**What the task asks:** Rewrite the listing below, putting "dark hockey helmet" in place of "black hockey helmet" wherever it occurs and leaving every other line unchanged.

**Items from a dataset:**
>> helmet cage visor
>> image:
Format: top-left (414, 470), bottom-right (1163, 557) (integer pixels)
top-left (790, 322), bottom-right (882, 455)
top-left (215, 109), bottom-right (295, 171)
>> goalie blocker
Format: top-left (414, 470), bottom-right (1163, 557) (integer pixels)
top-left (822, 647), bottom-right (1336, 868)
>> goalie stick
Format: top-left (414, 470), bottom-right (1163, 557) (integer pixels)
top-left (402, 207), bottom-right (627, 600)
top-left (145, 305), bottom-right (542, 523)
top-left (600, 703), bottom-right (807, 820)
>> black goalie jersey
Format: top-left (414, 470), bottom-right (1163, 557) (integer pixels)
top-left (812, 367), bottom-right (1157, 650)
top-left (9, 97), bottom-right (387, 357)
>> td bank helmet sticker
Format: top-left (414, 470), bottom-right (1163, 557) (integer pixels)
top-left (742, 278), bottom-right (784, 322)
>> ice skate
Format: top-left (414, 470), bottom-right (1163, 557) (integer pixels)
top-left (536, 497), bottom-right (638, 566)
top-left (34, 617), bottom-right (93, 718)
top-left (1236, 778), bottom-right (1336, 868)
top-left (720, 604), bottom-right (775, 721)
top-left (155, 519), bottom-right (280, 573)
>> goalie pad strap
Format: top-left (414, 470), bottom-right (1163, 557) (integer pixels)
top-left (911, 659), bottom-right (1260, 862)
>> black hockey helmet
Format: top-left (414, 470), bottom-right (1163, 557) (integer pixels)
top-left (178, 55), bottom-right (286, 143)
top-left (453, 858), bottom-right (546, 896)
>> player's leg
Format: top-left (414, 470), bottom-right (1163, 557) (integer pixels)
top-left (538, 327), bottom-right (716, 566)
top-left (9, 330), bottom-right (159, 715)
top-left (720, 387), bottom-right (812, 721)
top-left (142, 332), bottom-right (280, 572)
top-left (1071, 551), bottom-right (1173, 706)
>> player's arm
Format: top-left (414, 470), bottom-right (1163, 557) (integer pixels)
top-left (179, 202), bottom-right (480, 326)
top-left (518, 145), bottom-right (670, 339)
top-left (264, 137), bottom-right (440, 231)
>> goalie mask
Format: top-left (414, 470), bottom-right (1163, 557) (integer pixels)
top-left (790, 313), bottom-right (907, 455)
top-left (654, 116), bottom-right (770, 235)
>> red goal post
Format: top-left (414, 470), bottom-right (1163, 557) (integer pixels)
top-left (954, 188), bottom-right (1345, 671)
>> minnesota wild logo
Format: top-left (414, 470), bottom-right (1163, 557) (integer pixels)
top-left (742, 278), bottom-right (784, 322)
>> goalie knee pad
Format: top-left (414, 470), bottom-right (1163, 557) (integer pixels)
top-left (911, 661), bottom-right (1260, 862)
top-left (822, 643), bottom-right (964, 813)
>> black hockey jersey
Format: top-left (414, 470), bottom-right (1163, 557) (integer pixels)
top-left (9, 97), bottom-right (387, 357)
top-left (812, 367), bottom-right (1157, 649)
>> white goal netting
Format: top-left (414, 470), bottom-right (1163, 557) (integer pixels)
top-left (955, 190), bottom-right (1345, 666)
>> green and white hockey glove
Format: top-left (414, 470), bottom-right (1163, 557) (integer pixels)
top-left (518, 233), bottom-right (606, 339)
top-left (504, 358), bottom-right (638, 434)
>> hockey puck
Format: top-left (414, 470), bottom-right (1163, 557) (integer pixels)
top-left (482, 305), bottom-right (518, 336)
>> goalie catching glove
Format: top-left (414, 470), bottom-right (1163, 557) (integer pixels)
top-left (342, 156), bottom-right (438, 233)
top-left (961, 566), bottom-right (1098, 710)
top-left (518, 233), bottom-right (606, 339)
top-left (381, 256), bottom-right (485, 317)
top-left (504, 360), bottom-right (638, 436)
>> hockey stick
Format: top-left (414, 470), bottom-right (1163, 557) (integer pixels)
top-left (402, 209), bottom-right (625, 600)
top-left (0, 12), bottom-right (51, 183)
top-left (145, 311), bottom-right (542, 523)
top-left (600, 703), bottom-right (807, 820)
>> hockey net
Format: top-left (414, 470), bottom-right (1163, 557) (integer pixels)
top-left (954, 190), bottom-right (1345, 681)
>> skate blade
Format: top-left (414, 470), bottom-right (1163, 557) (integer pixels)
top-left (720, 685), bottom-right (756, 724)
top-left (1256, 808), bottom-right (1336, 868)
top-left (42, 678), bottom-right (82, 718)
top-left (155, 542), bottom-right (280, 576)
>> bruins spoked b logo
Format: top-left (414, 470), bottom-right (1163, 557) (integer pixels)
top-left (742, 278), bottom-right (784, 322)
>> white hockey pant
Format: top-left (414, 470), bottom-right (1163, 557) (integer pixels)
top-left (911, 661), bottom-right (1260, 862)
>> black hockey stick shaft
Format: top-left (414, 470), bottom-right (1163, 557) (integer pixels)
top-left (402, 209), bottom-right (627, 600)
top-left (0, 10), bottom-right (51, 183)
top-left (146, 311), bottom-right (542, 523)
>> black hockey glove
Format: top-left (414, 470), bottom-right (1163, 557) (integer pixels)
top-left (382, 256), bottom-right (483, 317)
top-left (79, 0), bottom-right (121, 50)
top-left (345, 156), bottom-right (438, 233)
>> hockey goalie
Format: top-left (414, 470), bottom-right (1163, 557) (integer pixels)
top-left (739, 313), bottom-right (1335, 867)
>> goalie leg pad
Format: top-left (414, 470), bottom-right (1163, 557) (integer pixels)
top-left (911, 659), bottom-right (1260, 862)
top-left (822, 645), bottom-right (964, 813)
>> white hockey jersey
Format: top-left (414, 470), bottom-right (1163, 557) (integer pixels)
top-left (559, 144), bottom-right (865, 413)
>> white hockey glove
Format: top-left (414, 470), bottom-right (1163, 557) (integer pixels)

**Full output:**
>> helmet cage visor
>> image:
Format: top-left (414, 470), bottom-right (1163, 557) (integer pixels)
top-left (790, 322), bottom-right (882, 455)
top-left (215, 109), bottom-right (295, 171)
>> goalie blocker
Format: top-left (414, 470), bottom-right (1163, 557) (integer pixels)
top-left (822, 647), bottom-right (1336, 868)
>> goalie stick
Format: top-left (414, 470), bottom-right (1163, 557) (integer pixels)
top-left (402, 207), bottom-right (627, 600)
top-left (145, 305), bottom-right (542, 523)
top-left (600, 703), bottom-right (807, 820)
>> black goalie jersey
Format: top-left (414, 470), bottom-right (1163, 557) (integer pixels)
top-left (812, 367), bottom-right (1157, 650)
top-left (9, 97), bottom-right (387, 357)
>> td bank helmet sticker
Format: top-left (414, 470), bottom-right (1163, 557) (integer pixels)
top-left (742, 278), bottom-right (784, 322)
>> ice skate
Format: top-left (414, 470), bottom-right (1163, 557) (integer pixels)
top-left (536, 497), bottom-right (638, 566)
top-left (34, 617), bottom-right (93, 718)
top-left (1236, 778), bottom-right (1336, 868)
top-left (720, 604), bottom-right (775, 721)
top-left (155, 519), bottom-right (280, 573)
>> goalie pad strap
Format: top-left (414, 470), bottom-right (1163, 557) (integer pixels)
top-left (911, 659), bottom-right (1260, 862)
>> dark hockey helmet
Format: top-left (414, 470), bottom-right (1163, 557) (integer pixels)
top-left (178, 55), bottom-right (286, 143)
top-left (453, 858), bottom-right (546, 896)
>> player's leg
Format: top-left (414, 470), bottom-right (1163, 557) (integer pixels)
top-left (538, 327), bottom-right (716, 566)
top-left (9, 330), bottom-right (159, 715)
top-left (720, 387), bottom-right (812, 721)
top-left (142, 332), bottom-right (280, 572)
top-left (1071, 551), bottom-right (1173, 706)
>> player's arm
Format: top-left (414, 470), bottom-right (1163, 557) (integer pixels)
top-left (179, 202), bottom-right (480, 326)
top-left (518, 145), bottom-right (670, 339)
top-left (264, 137), bottom-right (440, 231)
>> goalie mask
Format: top-left (414, 470), bottom-right (1163, 557) (integer pixels)
top-left (790, 313), bottom-right (907, 455)
top-left (654, 116), bottom-right (770, 235)
>> red goal post
Format: top-left (414, 470), bottom-right (1163, 557) (integer pixels)
top-left (954, 188), bottom-right (1345, 671)
>> minnesota wild logo
Format: top-left (414, 470), bottom-right (1163, 557) (integer pixels)
top-left (742, 278), bottom-right (784, 322)
>> goalie knee pad
Format: top-left (414, 470), bottom-right (1163, 557) (integer pixels)
top-left (911, 661), bottom-right (1260, 862)
top-left (822, 643), bottom-right (964, 813)
>> black hockey jersey
Format: top-left (414, 470), bottom-right (1163, 557) (integer pixels)
top-left (9, 97), bottom-right (387, 357)
top-left (812, 367), bottom-right (1157, 649)
>> white goal netting
Format: top-left (414, 470), bottom-right (1163, 557) (integer pixels)
top-left (955, 190), bottom-right (1345, 666)
>> green and white hockey glove
Format: top-left (414, 470), bottom-right (1163, 557) (integer pixels)
top-left (518, 233), bottom-right (606, 339)
top-left (504, 358), bottom-right (638, 434)
>> hockey puck
Format: top-left (414, 470), bottom-right (1163, 557) (integer pixels)
top-left (482, 305), bottom-right (518, 336)
>> goalie catching glove
Format: top-left (414, 470), bottom-right (1163, 557) (integer pixels)
top-left (342, 156), bottom-right (438, 233)
top-left (961, 566), bottom-right (1098, 710)
top-left (518, 233), bottom-right (606, 339)
top-left (381, 256), bottom-right (485, 317)
top-left (504, 360), bottom-right (638, 436)
>> hockey stick
Format: top-left (414, 470), bottom-right (1163, 557) (integer pixels)
top-left (402, 209), bottom-right (625, 600)
top-left (0, 12), bottom-right (51, 183)
top-left (145, 311), bottom-right (542, 523)
top-left (600, 703), bottom-right (807, 820)
>> hockey net
Format: top-left (414, 470), bottom-right (1163, 557) (integer pixels)
top-left (954, 190), bottom-right (1345, 681)
>> skate blade
Format: top-left (414, 470), bottom-right (1163, 557) (integer pixels)
top-left (720, 685), bottom-right (756, 724)
top-left (1256, 808), bottom-right (1336, 868)
top-left (42, 678), bottom-right (82, 718)
top-left (155, 542), bottom-right (280, 576)
>> bruins spoked b logo
Format: top-left (414, 470), bottom-right (1163, 557) (integer pixels)
top-left (742, 278), bottom-right (784, 322)
>> white hockey pant
Format: top-left (414, 470), bottom-right (1163, 557) (integer pixels)
top-left (911, 661), bottom-right (1260, 862)
>> black hockey stick shaft
Format: top-left (414, 470), bottom-right (1163, 557) (integer pixels)
top-left (402, 209), bottom-right (627, 600)
top-left (0, 10), bottom-right (51, 183)
top-left (146, 311), bottom-right (542, 523)
>> black hockey glove
Format: top-left (414, 470), bottom-right (1163, 557) (integer pixels)
top-left (382, 256), bottom-right (483, 317)
top-left (79, 0), bottom-right (121, 50)
top-left (345, 156), bottom-right (438, 233)
>> hockey goalie
Format: top-left (414, 470), bottom-right (1163, 557) (integer pixels)
top-left (739, 313), bottom-right (1335, 867)
>> goalie leg pad
Format: top-left (414, 470), bottom-right (1163, 557) (integer pixels)
top-left (911, 659), bottom-right (1260, 862)
top-left (822, 645), bottom-right (964, 813)
>> white hockey jersey
Format: top-left (414, 470), bottom-right (1163, 557) (integer pixels)
top-left (559, 144), bottom-right (865, 413)
>> white hockey glove
Format: top-left (414, 470), bottom-right (1163, 557) (integer pixels)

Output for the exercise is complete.